List each line of the material below that contains the word "eyeglasses", copying every such line in full.

══ ROWS ══

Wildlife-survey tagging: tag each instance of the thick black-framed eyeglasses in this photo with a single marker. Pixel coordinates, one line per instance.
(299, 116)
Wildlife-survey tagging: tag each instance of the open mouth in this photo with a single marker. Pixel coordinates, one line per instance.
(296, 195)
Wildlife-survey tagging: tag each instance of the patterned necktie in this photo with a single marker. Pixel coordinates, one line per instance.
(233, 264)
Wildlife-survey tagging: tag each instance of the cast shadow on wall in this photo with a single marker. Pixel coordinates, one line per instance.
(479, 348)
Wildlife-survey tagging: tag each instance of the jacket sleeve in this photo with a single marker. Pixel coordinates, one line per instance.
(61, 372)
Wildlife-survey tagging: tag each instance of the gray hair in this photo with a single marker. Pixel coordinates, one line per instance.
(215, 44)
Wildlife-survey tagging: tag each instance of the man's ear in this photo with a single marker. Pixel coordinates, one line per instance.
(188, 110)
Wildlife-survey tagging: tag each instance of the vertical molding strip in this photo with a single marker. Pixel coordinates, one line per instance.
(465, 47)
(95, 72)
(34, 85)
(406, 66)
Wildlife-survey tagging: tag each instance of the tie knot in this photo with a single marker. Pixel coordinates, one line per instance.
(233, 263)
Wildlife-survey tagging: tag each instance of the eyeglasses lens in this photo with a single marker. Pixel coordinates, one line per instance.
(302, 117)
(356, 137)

═══
══ ROWS ══

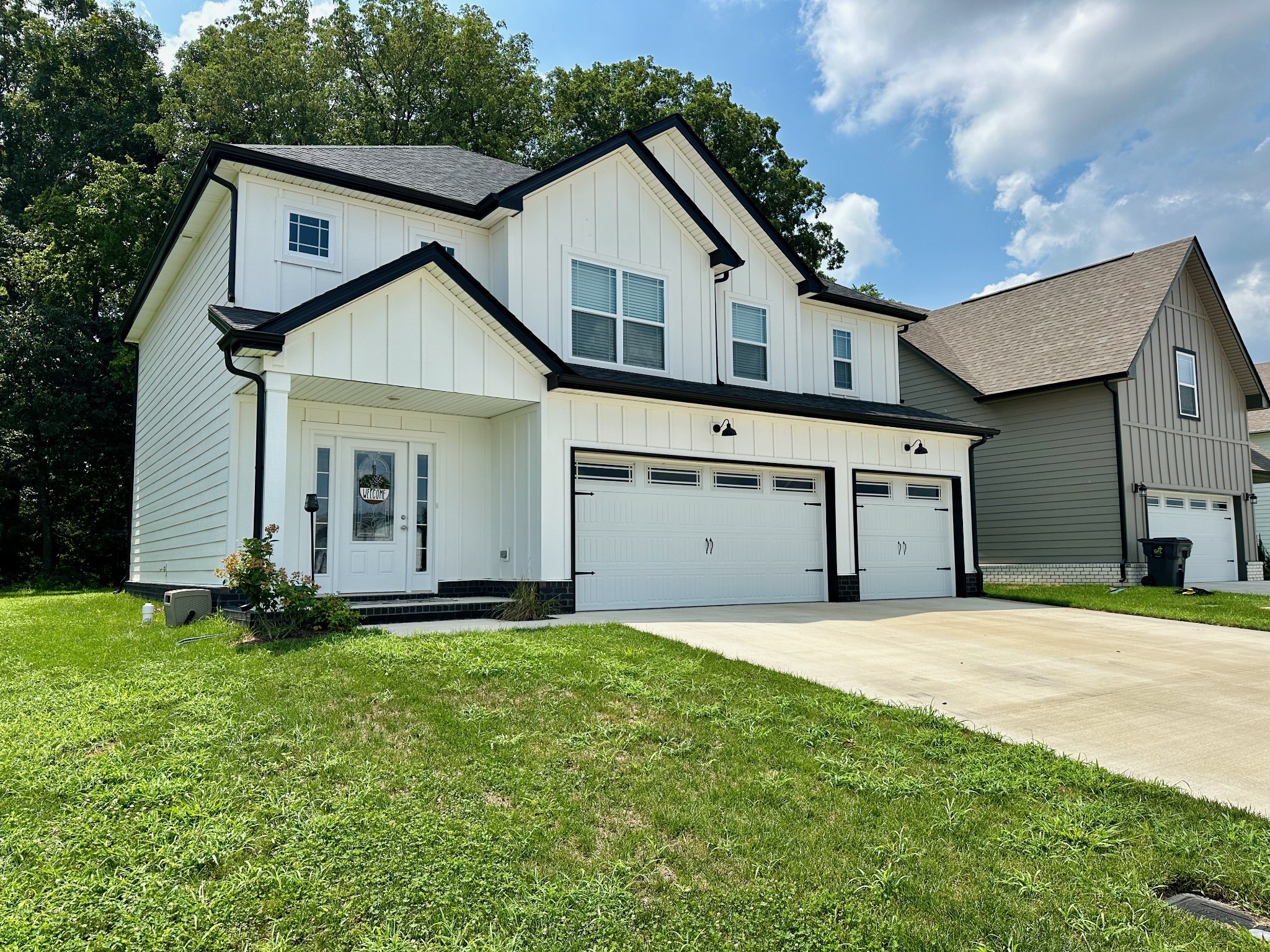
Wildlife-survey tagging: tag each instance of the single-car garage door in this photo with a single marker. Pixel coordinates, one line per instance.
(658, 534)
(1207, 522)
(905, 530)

═══
══ ROWS ══

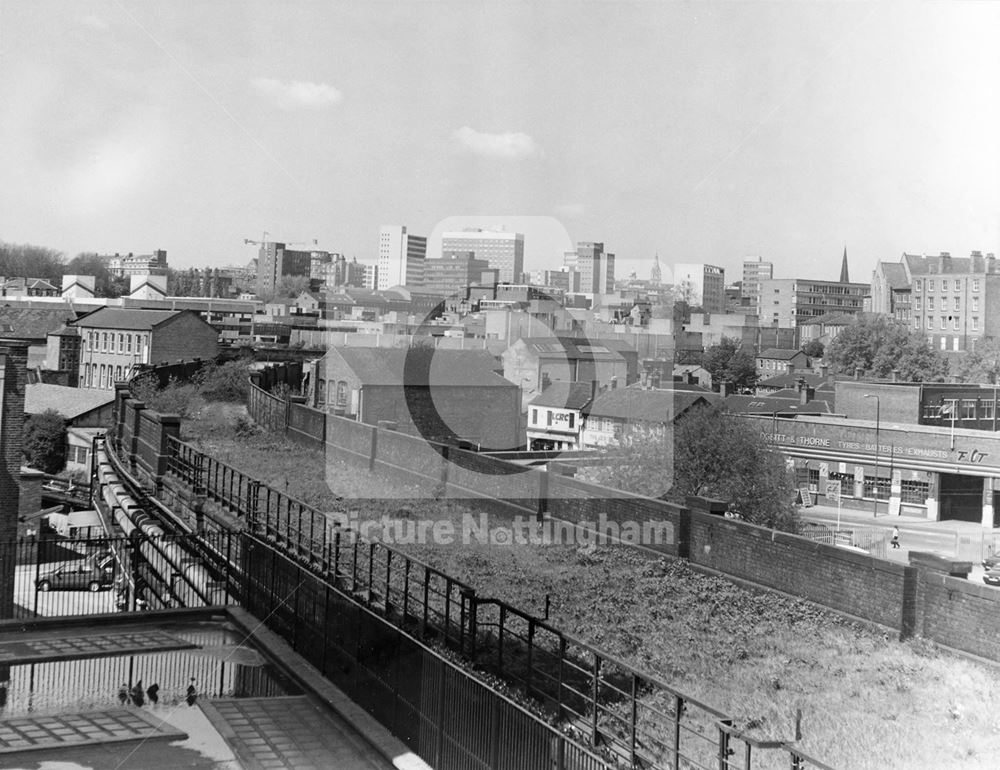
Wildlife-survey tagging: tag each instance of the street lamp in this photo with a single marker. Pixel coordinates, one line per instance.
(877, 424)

═══

TASK ANSWER.
Wildlife-survey tagging: tag each instance of the thick black-framed eyeglasses in this photo with a single marker. Pixel coordinates, one line per instance.
Wildlife-survey tagging: tag each instance of the eyeglasses lens in this photo with a single marker. Pixel coordinates, one line per instance.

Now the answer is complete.